Selected extract =
** Begin **
Eye of the storm. Image by Webdiary artist Martin Davies
I knew first hand that there was an election on when Tony Abbott – rubbing hands, big smile – strolled into the Sydney Morning Herald’s Canberra Bureau yesterday to ask anyone who cared to answer: “Now what can I do for you?”
The SMH is the preferred paper of Liberal voters in blue ribbon Liberal seats in Sydney’s North Shore and Eastern suburbs. These seats are also at the epicentre of ex Liberal Party President John Valder’s “Not Happy, John” campaign to unseat Howard in Bennelong.
So after the initial surprise of Abbott venturing into the den which led the way in exposing his deceit over his “honest politics trust”, it was no surprise that Abbott asked, “What do you think Peter King is going to do?”
I know what King – who is set to announce his candidacy as an independent Liberal in Wentworth late this week – HAS to do to give himself a chance to win the seat, and it’s not a pretty thought for the likes of Abbott.
** End **
Records =
** Begin **
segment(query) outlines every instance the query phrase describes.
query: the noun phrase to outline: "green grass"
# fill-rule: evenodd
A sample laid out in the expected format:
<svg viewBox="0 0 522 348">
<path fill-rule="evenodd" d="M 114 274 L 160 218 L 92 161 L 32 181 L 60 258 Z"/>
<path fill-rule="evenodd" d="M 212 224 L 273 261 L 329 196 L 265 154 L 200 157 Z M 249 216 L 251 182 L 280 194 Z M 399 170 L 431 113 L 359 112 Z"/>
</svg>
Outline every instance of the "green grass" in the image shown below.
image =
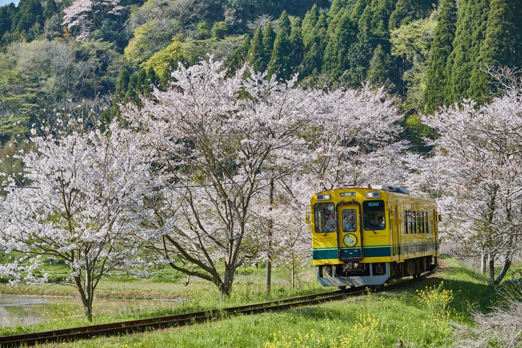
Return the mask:
<svg viewBox="0 0 522 348">
<path fill-rule="evenodd" d="M 283 312 L 223 318 L 180 328 L 96 338 L 60 345 L 97 348 L 126 346 L 278 348 L 288 346 L 291 342 L 291 347 L 364 348 L 395 346 L 397 340 L 400 339 L 405 346 L 449 346 L 452 343 L 450 320 L 472 325 L 469 315 L 471 309 L 487 311 L 488 307 L 499 299 L 495 287 L 487 284 L 484 275 L 450 258 L 441 260 L 441 266 L 439 271 L 426 280 L 392 292 Z M 129 320 L 263 301 L 263 284 L 258 281 L 260 274 L 253 273 L 240 276 L 241 280 L 235 284 L 231 298 L 226 301 L 217 296 L 212 289 L 194 287 L 182 305 L 162 305 L 147 310 L 135 308 L 118 315 L 102 314 L 95 317 L 95 322 Z M 516 277 L 517 274 L 513 272 L 511 275 Z M 444 285 L 441 287 L 443 282 Z M 124 284 L 133 286 L 135 283 Z M 303 290 L 303 293 L 328 290 L 313 287 L 312 280 L 310 284 L 310 287 Z M 277 285 L 276 288 L 278 286 L 282 286 Z M 422 291 L 426 292 L 424 298 L 421 299 L 419 294 Z M 277 292 L 274 296 L 278 296 Z M 450 297 L 452 301 L 449 299 Z M 83 318 L 69 318 L 47 321 L 31 328 L 3 328 L 0 334 L 8 334 L 14 330 L 40 331 L 79 323 L 86 323 Z"/>
</svg>

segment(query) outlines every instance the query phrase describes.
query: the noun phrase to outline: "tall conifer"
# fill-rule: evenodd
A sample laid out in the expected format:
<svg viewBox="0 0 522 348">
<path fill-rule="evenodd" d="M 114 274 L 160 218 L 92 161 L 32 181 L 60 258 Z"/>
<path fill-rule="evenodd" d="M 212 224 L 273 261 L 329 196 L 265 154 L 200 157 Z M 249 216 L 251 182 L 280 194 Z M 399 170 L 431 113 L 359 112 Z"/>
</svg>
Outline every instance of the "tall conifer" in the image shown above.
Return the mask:
<svg viewBox="0 0 522 348">
<path fill-rule="evenodd" d="M 256 71 L 264 71 L 266 66 L 264 66 L 265 50 L 263 45 L 263 33 L 261 27 L 258 27 L 250 42 L 250 48 L 247 54 L 247 59 Z"/>
<path fill-rule="evenodd" d="M 292 22 L 292 33 L 289 39 L 290 44 L 290 66 L 294 73 L 297 72 L 301 68 L 304 52 L 301 26 L 301 18 L 296 17 Z"/>
<path fill-rule="evenodd" d="M 355 40 L 350 14 L 343 11 L 335 32 L 325 50 L 323 71 L 336 79 L 348 68 L 348 50 Z"/>
<path fill-rule="evenodd" d="M 49 19 L 57 12 L 58 12 L 58 7 L 56 7 L 56 3 L 54 0 L 47 0 L 45 8 L 43 10 L 43 18 L 45 19 Z"/>
<path fill-rule="evenodd" d="M 269 21 L 266 23 L 263 31 L 263 63 L 262 70 L 265 70 L 268 65 L 270 58 L 272 57 L 272 51 L 274 50 L 274 42 L 276 40 L 276 33 L 272 29 L 272 24 Z"/>
<path fill-rule="evenodd" d="M 488 0 L 461 0 L 457 14 L 453 52 L 448 62 L 449 92 L 445 101 L 472 97 L 471 75 L 485 34 Z"/>
<path fill-rule="evenodd" d="M 138 76 L 136 78 L 136 86 L 134 88 L 138 92 L 143 93 L 144 88 L 148 86 L 149 83 L 147 81 L 147 70 L 145 68 L 141 68 L 139 72 L 138 73 Z"/>
<path fill-rule="evenodd" d="M 345 7 L 348 4 L 347 0 L 334 0 L 334 2 L 331 3 L 331 6 L 330 6 L 330 10 L 328 11 L 328 14 L 333 18 L 337 14 L 337 13 L 341 10 L 341 9 L 345 9 Z"/>
<path fill-rule="evenodd" d="M 277 34 L 274 42 L 272 56 L 268 63 L 268 73 L 277 73 L 279 78 L 289 79 L 290 68 L 290 37 L 292 28 L 286 11 L 283 11 L 277 21 Z"/>
<path fill-rule="evenodd" d="M 470 81 L 471 98 L 478 98 L 490 92 L 488 77 L 483 69 L 499 65 L 513 66 L 516 64 L 512 58 L 515 43 L 512 40 L 513 29 L 517 23 L 511 22 L 510 17 L 507 1 L 491 1 L 485 38 L 480 46 Z"/>
<path fill-rule="evenodd" d="M 375 85 L 384 84 L 389 79 L 391 65 L 390 55 L 384 52 L 381 45 L 377 45 L 370 61 L 366 79 Z"/>
<path fill-rule="evenodd" d="M 428 113 L 444 102 L 445 86 L 448 83 L 446 66 L 448 57 L 453 50 L 456 21 L 456 0 L 441 0 L 430 52 L 424 90 L 425 112 Z"/>
<path fill-rule="evenodd" d="M 388 28 L 390 31 L 394 30 L 404 24 L 411 21 L 410 11 L 412 10 L 411 0 L 397 0 L 395 9 L 390 15 Z"/>
<path fill-rule="evenodd" d="M 245 37 L 241 46 L 236 49 L 233 53 L 229 54 L 225 61 L 225 66 L 228 69 L 227 75 L 229 76 L 235 75 L 236 70 L 241 68 L 245 59 L 247 59 L 248 50 L 250 48 L 250 37 L 248 34 Z"/>
<path fill-rule="evenodd" d="M 310 49 L 315 40 L 313 31 L 318 19 L 319 9 L 317 8 L 317 5 L 314 4 L 314 6 L 312 6 L 312 8 L 306 11 L 302 25 L 303 43 L 304 44 L 305 52 L 307 52 Z"/>
<path fill-rule="evenodd" d="M 352 23 L 359 23 L 364 10 L 369 4 L 369 2 L 370 0 L 357 0 L 355 2 L 351 10 L 351 14 L 350 15 L 350 19 L 352 21 Z"/>
</svg>

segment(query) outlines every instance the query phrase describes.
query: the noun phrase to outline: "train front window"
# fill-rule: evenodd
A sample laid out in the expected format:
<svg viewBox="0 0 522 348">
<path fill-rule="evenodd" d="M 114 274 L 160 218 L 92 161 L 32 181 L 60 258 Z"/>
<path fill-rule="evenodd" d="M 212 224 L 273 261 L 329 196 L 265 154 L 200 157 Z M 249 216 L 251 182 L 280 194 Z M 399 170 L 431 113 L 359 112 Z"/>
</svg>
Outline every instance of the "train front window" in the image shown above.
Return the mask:
<svg viewBox="0 0 522 348">
<path fill-rule="evenodd" d="M 342 211 L 342 231 L 354 232 L 357 231 L 357 214 L 355 209 L 345 209 Z"/>
<path fill-rule="evenodd" d="M 335 232 L 335 205 L 333 203 L 316 203 L 314 205 L 314 220 L 317 233 Z"/>
<path fill-rule="evenodd" d="M 365 201 L 362 208 L 365 230 L 375 231 L 386 228 L 384 201 Z"/>
</svg>

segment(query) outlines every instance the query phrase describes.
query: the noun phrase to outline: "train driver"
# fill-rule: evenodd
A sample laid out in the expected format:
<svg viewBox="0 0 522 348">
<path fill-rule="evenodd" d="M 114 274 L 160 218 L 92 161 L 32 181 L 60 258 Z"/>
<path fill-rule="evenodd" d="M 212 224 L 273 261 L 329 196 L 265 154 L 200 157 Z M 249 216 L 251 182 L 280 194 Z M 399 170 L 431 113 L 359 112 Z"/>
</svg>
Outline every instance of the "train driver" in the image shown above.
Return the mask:
<svg viewBox="0 0 522 348">
<path fill-rule="evenodd" d="M 333 232 L 335 231 L 335 212 L 331 210 L 327 213 L 326 222 L 323 229 L 324 232 Z"/>
<path fill-rule="evenodd" d="M 384 218 L 379 217 L 377 218 L 377 227 L 379 229 L 384 228 Z"/>
</svg>

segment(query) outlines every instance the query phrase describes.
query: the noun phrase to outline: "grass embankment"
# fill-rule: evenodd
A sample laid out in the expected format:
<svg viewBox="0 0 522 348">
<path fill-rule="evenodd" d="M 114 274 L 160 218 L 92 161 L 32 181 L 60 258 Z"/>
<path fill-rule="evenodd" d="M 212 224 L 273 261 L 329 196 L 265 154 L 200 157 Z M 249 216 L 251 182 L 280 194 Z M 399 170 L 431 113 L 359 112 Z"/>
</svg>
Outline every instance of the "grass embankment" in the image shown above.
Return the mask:
<svg viewBox="0 0 522 348">
<path fill-rule="evenodd" d="M 60 345 L 364 348 L 395 346 L 400 339 L 405 346 L 448 346 L 452 338 L 450 320 L 471 324 L 471 308 L 486 311 L 498 299 L 494 287 L 487 284 L 482 274 L 450 259 L 442 260 L 441 266 L 426 280 L 393 292 L 284 312 L 231 317 L 192 327 Z M 245 291 L 247 286 L 242 286 L 237 293 Z M 208 294 L 196 296 L 193 301 L 195 307 L 204 302 L 212 302 Z M 139 316 L 139 311 L 126 315 L 129 318 Z M 105 314 L 96 320 L 102 317 L 116 319 Z M 46 325 L 53 323 L 40 325 Z"/>
</svg>

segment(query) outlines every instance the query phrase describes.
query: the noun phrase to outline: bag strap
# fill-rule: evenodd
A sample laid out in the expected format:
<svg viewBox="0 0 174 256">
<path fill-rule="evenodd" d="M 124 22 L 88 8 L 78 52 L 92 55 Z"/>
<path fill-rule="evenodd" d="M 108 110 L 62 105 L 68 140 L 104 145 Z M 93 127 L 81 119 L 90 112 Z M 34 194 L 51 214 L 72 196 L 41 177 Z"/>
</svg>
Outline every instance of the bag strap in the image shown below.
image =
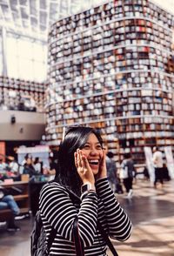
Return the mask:
<svg viewBox="0 0 174 256">
<path fill-rule="evenodd" d="M 47 255 L 49 255 L 50 246 L 54 241 L 54 239 L 56 238 L 56 235 L 57 235 L 57 231 L 54 228 L 52 228 L 50 231 L 50 234 L 48 244 L 47 244 Z"/>
<path fill-rule="evenodd" d="M 102 225 L 100 224 L 99 220 L 97 220 L 97 227 L 103 236 L 103 238 L 104 239 L 107 246 L 109 246 L 110 250 L 111 251 L 111 253 L 113 253 L 114 256 L 118 256 L 116 249 L 114 248 L 114 246 L 112 245 L 109 236 L 107 235 L 107 233 L 105 232 L 105 231 L 104 230 Z"/>
<path fill-rule="evenodd" d="M 73 224 L 73 234 L 77 256 L 84 256 L 84 250 L 78 233 L 78 218 L 77 217 Z"/>
<path fill-rule="evenodd" d="M 66 191 L 69 192 L 70 197 L 73 199 L 77 199 L 77 201 L 79 201 L 79 203 L 81 203 L 81 199 L 78 196 L 77 196 L 72 191 L 70 191 L 69 188 L 65 187 Z M 107 246 L 109 246 L 110 250 L 111 251 L 111 253 L 113 253 L 113 256 L 118 256 L 116 249 L 114 248 L 109 236 L 107 235 L 107 233 L 105 232 L 105 231 L 104 230 L 102 225 L 100 224 L 99 220 L 97 220 L 97 227 L 103 236 L 103 238 L 104 239 Z M 77 252 L 77 256 L 84 256 L 84 247 L 80 239 L 80 236 L 78 233 L 78 219 L 77 217 L 74 220 L 74 224 L 73 224 L 73 233 L 74 233 L 74 239 L 75 239 L 75 247 L 76 247 L 76 252 Z"/>
<path fill-rule="evenodd" d="M 77 199 L 79 202 L 81 202 L 81 199 L 78 196 L 77 196 L 73 192 L 70 191 L 67 189 L 67 191 L 70 193 L 70 196 L 71 197 L 71 199 Z M 77 254 L 77 252 L 80 252 L 80 249 L 82 249 L 82 246 L 81 246 L 81 240 L 79 238 L 79 234 L 78 234 L 78 226 L 77 226 L 77 217 L 76 218 L 75 221 L 74 221 L 74 235 L 75 235 L 75 246 L 76 246 L 76 251 L 77 251 L 77 256 L 83 256 L 84 254 Z M 113 253 L 113 256 L 118 256 L 116 249 L 114 248 L 109 236 L 107 235 L 107 233 L 105 232 L 105 231 L 104 230 L 101 223 L 99 222 L 99 220 L 97 220 L 97 227 L 99 232 L 101 232 L 103 238 L 104 239 L 107 246 L 109 246 L 110 250 L 111 251 L 111 253 Z M 77 245 L 76 245 L 77 242 Z"/>
</svg>

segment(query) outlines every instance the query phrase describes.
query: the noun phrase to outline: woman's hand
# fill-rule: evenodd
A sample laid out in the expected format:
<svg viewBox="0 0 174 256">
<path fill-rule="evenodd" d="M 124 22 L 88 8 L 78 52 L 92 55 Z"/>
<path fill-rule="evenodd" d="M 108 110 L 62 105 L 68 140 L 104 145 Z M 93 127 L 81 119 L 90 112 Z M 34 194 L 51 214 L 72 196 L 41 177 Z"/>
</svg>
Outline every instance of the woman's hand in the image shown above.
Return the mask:
<svg viewBox="0 0 174 256">
<path fill-rule="evenodd" d="M 77 149 L 74 153 L 75 165 L 83 183 L 90 182 L 92 185 L 95 184 L 95 179 L 92 170 L 88 163 L 88 160 L 84 155 L 83 155 L 82 151 Z"/>
<path fill-rule="evenodd" d="M 106 169 L 106 153 L 105 150 L 103 150 L 103 158 L 100 162 L 100 166 L 98 170 L 98 173 L 96 176 L 96 180 L 101 178 L 107 177 L 107 169 Z"/>
</svg>

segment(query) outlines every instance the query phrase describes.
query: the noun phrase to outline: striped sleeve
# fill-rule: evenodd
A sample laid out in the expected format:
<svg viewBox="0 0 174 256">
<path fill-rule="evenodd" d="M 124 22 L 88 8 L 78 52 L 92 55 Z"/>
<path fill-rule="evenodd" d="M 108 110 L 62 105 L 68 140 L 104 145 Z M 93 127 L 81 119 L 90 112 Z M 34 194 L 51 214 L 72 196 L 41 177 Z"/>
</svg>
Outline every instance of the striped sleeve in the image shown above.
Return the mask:
<svg viewBox="0 0 174 256">
<path fill-rule="evenodd" d="M 89 192 L 83 199 L 78 212 L 64 187 L 58 184 L 50 184 L 41 191 L 39 208 L 42 218 L 59 235 L 70 241 L 73 241 L 72 228 L 77 215 L 78 231 L 84 246 L 93 244 L 97 219 L 97 197 L 95 192 Z"/>
<path fill-rule="evenodd" d="M 109 235 L 120 241 L 128 239 L 131 233 L 131 222 L 117 202 L 107 178 L 98 179 L 96 183 L 96 189 L 104 208 Z"/>
</svg>

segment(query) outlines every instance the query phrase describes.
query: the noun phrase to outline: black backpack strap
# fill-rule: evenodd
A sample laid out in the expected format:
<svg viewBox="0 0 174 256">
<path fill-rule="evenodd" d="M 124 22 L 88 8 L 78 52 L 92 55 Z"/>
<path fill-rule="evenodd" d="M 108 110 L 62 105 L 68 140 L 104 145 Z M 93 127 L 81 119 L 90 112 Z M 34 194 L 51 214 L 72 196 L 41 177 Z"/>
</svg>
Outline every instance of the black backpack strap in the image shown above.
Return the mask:
<svg viewBox="0 0 174 256">
<path fill-rule="evenodd" d="M 110 250 L 113 253 L 113 255 L 114 256 L 118 256 L 116 249 L 114 248 L 114 246 L 112 245 L 112 243 L 111 243 L 110 238 L 109 238 L 109 236 L 107 235 L 107 233 L 104 230 L 104 228 L 103 228 L 101 223 L 99 222 L 99 220 L 97 220 L 97 227 L 98 227 L 98 230 L 101 232 L 103 238 L 104 239 L 104 241 L 106 242 L 106 244 L 109 246 Z"/>
</svg>

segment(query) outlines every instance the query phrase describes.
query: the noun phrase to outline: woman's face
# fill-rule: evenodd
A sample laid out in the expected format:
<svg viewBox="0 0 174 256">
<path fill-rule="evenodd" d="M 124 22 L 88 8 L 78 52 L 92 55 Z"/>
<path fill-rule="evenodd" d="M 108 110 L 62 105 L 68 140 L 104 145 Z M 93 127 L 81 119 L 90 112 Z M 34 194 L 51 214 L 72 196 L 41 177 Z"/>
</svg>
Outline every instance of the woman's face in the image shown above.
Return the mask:
<svg viewBox="0 0 174 256">
<path fill-rule="evenodd" d="M 102 146 L 94 133 L 90 134 L 87 142 L 81 150 L 87 158 L 94 175 L 97 174 L 104 153 Z"/>
</svg>

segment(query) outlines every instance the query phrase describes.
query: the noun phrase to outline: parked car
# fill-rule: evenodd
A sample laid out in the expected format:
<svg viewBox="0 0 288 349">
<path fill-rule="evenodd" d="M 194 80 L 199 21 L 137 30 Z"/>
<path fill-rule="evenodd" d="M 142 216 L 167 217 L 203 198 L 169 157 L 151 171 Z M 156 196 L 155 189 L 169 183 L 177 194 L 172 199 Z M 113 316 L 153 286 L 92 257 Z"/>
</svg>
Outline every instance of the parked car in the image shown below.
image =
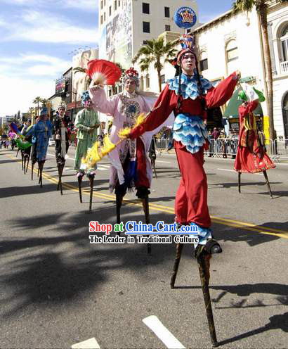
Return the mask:
<svg viewBox="0 0 288 349">
<path fill-rule="evenodd" d="M 49 138 L 49 141 L 48 141 L 48 144 L 49 146 L 55 146 L 55 141 L 54 141 L 54 139 L 53 137 Z"/>
</svg>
** End **
To be done =
**1)** According to the Webdiary piece, what is Peter King set to announce late this week?
**2)** Please output the Webdiary piece, everything from "Eye of the storm." down to "Howard in Bennelong.".
**3)** Write the next part of the Webdiary piece, picking up after its final sentence.
The material plays no part in what you are asked to do here.

Exercise results =
**1)** His candidacy as an independent Liberal in Wentworth.

**2)**
Eye of the storm. Image by Webdiary artist Martin Davies
I knew first hand that there was an election on when Tony Abbott – rubbing hands, big smile – strolled into the Sydney Morning Herald’s Canberra Bureau yesterday to ask anyone who cared to answer: “Now what can I do for you?”
The SMH is the preferred paper of Liberal voters in blue ribbon Liberal seats in Sydney’s North Shore and Eastern suburbs. These seats are also at the epicentre of ex Liberal Party President John Valder’s “Not Happy, John” campaign to unseat Howard in Bennelong.

**3)**
I’ve had two types of Liberal Party polling spruiked to me recently. One is said to have polled Wentworth voters on who they’d vote for in a three horse race between the Liberal candidate Malcolm Turnbull, the current Liberal MP Peter King, and Labor’s David Patch. The result: Turnbull 35 percent, Patch 40 percent, King 25 percent.
In another poll, where the question was the big three, other and undecided, Patch was at 20 percent, and Turnbull and King level on 25 percent. That’s 30 percent of Wentworth voters who’ll give their first preference to the Greens or Democrats candidates, or who haven’t made up their minds.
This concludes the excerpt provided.